[GIVEN PASSAGE]
——————————

Dyeing with basic dye
Basic dyes are invariably applied on acrylics. It has some advantages over other dyeing methods, viz. (i) all deep shades can be developed with greater ease, (ii) shades are brighter and (iii) fastness properties are excellent when special cationic dyes are used. Maximum dye uptake is governed by number of acid groups in fibre though a small amount of dye is also held by dissolution process. Efficient dyeing of acrylic in yarn, package as well as hank form is also carried out extensively 

Troubleshoots in dyeing
Structure of PAN starts and completes opening at 80°C and 85°C, respectively. Below 80°C, no such dyeing or diffusion of basic dye occurs except some surface deposition whereas beyond 80°C due to fast opening of fibre structure dye molecules rush towards fibre, react where it is adsorbed, block passage for migration of other dye molecules causing unlevelled dyeing. To produce levelled shades, either slow heating of bath in this range is preferred for controlled opening as well as diffusion of dye (non-retarder method) or retarding agents are used to get levelled dyeing (retarder method); related problems are that while non-retarder method lengthens time of dyeing the retarder method shortens dyeing time but adds to cost of dyeing.

Practical application
In retarder as well as non-retarder methods, dye is first pasted with CH3COOH (0.5 g/l) and dissolved by adding boiling water. It is the dyeing temperature and concentration of retarder those decides maximum dye uptake but not the pH; change in pH only causes change in colour.

Non-retarder method
In non-retarder method, the bath is heated up in a controlled manner to cope up with opening of the fibre structure. Dyeing is started at 40°C, quickly raised to 70°C beyond which, rise in temperature is restricted to 1°C/min up to 85°C, raised to 95°C rapidly with further dyeing for 1–2 hours followed by soaping and washing (Figure 1); a better control over temperature, as shown in Figure 2, produces best levelled shades.

Retarder method
In cationic retarder method, the bath is set at pH 4.5 with CH3COOH, retarder (2%) is added at 60°C, PAN is treated in this bath for 10 min followed by addition of basic dye and dyeing is carried out in this bath at 95°C for 1–2 hours.

——————————

[GIVEN EXERCISE A]
Show each line in the records that contains the string "silver".
The text on dyeing acrylic with basic dye and the records that follow it come from unrelated sources.

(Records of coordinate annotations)

——————————

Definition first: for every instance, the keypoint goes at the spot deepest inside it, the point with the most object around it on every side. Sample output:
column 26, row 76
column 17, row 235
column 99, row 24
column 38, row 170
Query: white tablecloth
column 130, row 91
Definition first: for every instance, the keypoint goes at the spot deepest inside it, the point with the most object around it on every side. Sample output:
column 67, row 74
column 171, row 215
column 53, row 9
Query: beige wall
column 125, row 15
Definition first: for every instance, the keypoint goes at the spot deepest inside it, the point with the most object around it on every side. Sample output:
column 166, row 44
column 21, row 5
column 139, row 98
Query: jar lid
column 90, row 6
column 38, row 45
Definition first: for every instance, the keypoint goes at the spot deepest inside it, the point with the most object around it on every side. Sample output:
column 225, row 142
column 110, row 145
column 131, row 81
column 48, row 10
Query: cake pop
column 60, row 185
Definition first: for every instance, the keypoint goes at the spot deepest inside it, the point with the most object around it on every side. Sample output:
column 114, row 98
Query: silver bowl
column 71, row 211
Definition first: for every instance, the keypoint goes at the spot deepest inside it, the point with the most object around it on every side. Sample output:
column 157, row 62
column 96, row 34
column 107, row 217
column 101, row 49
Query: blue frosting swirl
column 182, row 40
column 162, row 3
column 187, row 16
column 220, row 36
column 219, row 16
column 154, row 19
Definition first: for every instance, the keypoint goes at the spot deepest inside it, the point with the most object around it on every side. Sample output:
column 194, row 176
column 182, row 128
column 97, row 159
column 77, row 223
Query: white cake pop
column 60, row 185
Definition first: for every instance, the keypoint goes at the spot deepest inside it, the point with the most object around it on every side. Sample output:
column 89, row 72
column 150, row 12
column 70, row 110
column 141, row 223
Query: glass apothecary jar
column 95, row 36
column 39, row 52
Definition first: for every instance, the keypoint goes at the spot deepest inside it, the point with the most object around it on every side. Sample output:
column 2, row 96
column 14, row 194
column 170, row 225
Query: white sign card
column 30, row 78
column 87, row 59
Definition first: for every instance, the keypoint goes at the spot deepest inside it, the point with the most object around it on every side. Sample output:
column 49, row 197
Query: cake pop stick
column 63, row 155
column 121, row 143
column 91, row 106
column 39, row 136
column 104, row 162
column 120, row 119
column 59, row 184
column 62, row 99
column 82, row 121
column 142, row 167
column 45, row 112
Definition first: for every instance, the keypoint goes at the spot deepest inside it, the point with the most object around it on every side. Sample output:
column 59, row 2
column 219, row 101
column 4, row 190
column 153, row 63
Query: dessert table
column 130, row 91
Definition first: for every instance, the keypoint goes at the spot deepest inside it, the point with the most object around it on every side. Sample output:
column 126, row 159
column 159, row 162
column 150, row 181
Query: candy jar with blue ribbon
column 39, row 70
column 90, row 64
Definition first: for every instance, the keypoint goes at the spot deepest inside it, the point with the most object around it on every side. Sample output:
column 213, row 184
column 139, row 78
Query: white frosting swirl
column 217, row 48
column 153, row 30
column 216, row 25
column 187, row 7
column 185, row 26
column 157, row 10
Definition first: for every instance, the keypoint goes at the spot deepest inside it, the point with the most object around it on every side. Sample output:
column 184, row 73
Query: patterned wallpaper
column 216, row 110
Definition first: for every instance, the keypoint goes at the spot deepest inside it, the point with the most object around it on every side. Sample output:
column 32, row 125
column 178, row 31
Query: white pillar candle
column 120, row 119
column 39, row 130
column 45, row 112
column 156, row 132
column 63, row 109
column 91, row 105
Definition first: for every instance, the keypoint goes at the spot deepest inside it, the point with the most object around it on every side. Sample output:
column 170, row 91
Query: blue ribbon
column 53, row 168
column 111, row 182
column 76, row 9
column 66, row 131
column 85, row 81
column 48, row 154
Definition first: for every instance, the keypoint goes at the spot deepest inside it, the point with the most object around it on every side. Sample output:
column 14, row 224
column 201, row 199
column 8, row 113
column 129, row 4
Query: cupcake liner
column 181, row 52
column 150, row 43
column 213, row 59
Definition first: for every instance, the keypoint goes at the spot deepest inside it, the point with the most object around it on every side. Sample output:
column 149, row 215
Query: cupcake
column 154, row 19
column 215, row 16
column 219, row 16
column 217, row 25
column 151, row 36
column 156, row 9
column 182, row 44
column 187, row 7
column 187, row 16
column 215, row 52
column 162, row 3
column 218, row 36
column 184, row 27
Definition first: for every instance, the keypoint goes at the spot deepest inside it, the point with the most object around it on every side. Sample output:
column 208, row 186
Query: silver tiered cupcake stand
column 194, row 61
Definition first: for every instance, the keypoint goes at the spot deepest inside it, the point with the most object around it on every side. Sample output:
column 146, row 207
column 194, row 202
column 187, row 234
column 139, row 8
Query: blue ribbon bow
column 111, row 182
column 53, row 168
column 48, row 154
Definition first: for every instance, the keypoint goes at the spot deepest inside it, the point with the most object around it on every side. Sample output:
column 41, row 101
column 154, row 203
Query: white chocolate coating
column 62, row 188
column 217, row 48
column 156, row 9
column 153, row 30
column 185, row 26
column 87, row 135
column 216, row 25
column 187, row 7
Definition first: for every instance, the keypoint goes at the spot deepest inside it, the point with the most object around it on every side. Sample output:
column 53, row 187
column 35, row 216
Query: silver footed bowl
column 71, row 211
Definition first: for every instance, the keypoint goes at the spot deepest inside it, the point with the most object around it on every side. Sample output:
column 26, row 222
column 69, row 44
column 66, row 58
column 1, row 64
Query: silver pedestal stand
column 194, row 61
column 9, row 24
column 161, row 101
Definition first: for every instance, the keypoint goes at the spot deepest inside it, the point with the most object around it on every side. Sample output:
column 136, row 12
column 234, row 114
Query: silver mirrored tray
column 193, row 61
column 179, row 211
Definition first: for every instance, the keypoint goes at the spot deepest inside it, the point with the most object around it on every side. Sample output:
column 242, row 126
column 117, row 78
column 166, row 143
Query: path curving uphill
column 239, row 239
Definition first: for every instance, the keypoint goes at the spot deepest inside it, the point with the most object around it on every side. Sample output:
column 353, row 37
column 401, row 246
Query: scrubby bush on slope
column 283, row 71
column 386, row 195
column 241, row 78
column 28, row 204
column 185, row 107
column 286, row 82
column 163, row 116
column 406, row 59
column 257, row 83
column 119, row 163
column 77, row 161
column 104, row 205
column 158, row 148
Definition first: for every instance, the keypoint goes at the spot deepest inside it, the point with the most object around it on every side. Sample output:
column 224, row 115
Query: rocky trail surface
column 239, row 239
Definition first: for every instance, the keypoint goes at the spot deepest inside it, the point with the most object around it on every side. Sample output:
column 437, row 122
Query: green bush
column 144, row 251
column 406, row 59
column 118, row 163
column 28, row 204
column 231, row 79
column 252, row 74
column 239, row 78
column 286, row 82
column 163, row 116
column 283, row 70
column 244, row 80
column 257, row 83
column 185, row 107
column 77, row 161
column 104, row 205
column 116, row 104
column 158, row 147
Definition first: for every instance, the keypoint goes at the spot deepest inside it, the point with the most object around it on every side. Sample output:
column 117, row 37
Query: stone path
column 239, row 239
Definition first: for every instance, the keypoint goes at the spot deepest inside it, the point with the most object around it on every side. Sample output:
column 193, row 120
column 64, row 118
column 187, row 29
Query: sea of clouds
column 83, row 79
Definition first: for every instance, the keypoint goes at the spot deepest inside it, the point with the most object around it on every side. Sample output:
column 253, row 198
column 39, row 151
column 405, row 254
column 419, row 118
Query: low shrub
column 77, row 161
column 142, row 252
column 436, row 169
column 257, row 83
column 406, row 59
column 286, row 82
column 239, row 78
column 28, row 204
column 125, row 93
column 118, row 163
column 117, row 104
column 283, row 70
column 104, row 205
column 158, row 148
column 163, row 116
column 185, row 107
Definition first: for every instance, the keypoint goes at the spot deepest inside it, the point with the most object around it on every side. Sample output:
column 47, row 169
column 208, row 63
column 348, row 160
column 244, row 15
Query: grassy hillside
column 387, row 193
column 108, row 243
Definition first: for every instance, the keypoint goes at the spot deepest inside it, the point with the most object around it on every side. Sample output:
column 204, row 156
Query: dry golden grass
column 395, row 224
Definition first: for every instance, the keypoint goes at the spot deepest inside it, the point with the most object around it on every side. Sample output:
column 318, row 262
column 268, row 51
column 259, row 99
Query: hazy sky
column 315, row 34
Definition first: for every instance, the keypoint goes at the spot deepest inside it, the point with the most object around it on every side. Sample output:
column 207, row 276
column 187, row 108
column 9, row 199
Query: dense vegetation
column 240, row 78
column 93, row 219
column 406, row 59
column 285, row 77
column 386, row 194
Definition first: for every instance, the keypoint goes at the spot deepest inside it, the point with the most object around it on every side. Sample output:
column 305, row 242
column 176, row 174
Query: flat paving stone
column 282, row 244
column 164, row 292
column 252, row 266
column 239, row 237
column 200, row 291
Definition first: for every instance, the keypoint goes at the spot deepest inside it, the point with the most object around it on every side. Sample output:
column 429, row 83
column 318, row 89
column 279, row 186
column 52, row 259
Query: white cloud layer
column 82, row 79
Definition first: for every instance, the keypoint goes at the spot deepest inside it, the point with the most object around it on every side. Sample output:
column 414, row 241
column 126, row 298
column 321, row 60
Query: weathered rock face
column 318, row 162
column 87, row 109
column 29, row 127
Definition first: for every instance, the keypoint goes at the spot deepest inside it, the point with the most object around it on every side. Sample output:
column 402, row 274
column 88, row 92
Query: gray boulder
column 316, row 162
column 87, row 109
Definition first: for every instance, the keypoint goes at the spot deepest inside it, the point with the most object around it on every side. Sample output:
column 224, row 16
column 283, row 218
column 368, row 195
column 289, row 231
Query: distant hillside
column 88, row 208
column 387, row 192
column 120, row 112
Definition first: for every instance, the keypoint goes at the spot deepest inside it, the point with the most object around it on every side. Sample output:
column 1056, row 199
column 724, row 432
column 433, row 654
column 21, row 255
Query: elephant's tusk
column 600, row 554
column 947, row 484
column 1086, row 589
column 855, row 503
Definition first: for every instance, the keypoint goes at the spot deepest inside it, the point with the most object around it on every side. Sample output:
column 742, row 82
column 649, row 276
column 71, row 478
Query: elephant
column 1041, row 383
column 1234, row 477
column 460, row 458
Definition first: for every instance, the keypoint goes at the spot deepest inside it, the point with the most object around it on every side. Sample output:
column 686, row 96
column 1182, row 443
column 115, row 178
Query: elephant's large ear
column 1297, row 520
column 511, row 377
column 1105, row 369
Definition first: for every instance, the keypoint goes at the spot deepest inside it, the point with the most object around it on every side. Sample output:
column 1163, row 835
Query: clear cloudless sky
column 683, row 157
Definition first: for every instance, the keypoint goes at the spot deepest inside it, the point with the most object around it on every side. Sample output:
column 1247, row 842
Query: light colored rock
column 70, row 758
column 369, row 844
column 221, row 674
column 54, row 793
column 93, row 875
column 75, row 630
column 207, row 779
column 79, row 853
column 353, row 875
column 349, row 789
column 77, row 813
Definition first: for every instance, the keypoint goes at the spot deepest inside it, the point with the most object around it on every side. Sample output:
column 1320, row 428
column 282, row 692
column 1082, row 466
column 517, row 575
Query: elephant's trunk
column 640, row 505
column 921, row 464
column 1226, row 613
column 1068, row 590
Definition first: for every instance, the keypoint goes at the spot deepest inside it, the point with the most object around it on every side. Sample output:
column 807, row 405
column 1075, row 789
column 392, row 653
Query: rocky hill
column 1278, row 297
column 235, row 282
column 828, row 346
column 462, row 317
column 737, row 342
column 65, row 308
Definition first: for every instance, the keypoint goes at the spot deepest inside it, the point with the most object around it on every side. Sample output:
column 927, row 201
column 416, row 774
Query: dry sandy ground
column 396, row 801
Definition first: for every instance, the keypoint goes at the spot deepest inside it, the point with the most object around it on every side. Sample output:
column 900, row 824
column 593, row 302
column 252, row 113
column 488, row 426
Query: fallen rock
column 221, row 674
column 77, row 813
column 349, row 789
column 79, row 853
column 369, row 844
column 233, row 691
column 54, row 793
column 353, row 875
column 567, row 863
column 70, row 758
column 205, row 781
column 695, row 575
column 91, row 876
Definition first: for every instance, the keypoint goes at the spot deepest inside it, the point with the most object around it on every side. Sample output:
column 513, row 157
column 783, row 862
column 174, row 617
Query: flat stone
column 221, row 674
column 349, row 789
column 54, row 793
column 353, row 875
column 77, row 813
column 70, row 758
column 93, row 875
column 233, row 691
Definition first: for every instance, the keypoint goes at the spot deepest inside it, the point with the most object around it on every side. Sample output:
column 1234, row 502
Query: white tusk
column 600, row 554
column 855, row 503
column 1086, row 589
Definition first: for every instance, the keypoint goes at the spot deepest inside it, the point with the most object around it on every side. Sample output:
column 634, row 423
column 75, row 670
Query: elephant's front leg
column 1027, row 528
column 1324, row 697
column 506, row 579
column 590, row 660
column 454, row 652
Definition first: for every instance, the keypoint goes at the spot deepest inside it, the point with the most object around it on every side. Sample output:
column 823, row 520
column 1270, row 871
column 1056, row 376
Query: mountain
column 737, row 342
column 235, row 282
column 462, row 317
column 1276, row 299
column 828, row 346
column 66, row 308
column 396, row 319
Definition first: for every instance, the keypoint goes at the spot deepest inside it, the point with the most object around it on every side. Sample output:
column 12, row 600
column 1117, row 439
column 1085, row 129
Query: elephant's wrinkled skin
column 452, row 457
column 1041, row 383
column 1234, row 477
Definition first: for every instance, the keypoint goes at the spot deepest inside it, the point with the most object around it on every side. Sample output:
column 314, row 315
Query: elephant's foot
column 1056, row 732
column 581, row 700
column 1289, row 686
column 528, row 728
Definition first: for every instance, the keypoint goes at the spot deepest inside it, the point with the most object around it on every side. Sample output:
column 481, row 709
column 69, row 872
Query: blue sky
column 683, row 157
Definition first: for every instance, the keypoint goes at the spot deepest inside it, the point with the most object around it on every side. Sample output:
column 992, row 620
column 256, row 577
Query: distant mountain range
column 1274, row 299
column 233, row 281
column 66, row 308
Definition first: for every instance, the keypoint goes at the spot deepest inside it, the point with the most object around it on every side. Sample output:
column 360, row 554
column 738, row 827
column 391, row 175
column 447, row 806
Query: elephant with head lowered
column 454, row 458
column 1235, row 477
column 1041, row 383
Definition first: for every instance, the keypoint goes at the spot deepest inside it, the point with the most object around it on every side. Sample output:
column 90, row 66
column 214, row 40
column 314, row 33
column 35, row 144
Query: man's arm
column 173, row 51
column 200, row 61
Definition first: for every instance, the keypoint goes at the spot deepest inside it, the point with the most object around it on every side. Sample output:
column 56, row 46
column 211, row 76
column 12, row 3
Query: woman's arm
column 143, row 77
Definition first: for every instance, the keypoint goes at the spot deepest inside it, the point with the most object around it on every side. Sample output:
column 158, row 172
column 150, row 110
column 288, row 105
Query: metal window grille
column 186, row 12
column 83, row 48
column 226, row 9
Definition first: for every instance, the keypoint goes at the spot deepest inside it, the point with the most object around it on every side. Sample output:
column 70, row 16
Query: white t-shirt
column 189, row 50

——————————

[GIVEN EXERCISE B]
Resume the text on dyeing acrylic with basic dye, starting right after its last sentence.

[EXERCISE ANSWER A]
Query: silver bowl
Query: silver tiered cupcake stand
Query: silver footed bowl
Query: silver pedestal stand
Query: silver mirrored tray

[EXERCISE ANSWER B]
In anionic retarder method, a bath is set at 60°C with retarder (0.5–2%), non-ionic dispersing agent (2–3%) and CH3COOH in combination with CH3COONa to get a pH around 4.5. PAN is treated in this bath for some time followed by addition of dye. Bath is heated up to 85°C at a faster rate, then
slowly to boil for steady acceptance of complex and dyeing is further carried out for 1-2 hours followed by soaping and washing. This method has a unique feature that, as not the dye but the complex positively takes part in dyeing, rate of dyeing with any basic dye is somewhat same.
Polymeric retarders, due to bigger in size, are absorbed on surface and cannot diffuse inside; presence of multiple cationic charges on these retarders increase their affinity for PAN many-folds–resulting a better controlled process with levelled shade at even lesser concentration (0.1–0.2%).Basic dye possesses limited tendency to migrate throughout acrylic below 95°C. Absorption is slow up to 80°C but above 90°C rate of absorption increases suddenly and in spite of taking all precautions to control rate of dyeing, uneven dyeing is invariably obtained in case of medium and pale shades due to problem of migration. According to BASF, sources of unevenness in dyeing PAN may be better demonstrated as (i) yarn differences, i.e., faults in PAN yarn in manufacturing stage, which cannot be rectified, (ii) temperature difference at different points of bath (it is 30°C between bottom and top of the machine used) which causes bottom part to be dyed 30 times faster necessitating thermostatic control with maximum agitation (constant temperature method) and (iii) difference in dye concentration, i.e., at the time of addition top part gets maximum dye while bottom part receives less dye necessitating pumping of dye solution at multiple points with efficient circulation system.

Retarder and its types
Retarders are colourless chemicals and slow down rate of dyeing. Cationic retarders are smaller in structure possessing cation similar to that on dye but its mobility is faster than that of dye. Anionic retarders possess negative electrical charge. Polymeric retarders are polyquaternary ammonium compounds with high molecular weight of 1000–2000 compared to that of conventional cationic retarders 300–500 and carry multi-positive charges on structure. All retarders, irrespective of their electrical nature, reduce strike rate of dye to ensure level dyeing.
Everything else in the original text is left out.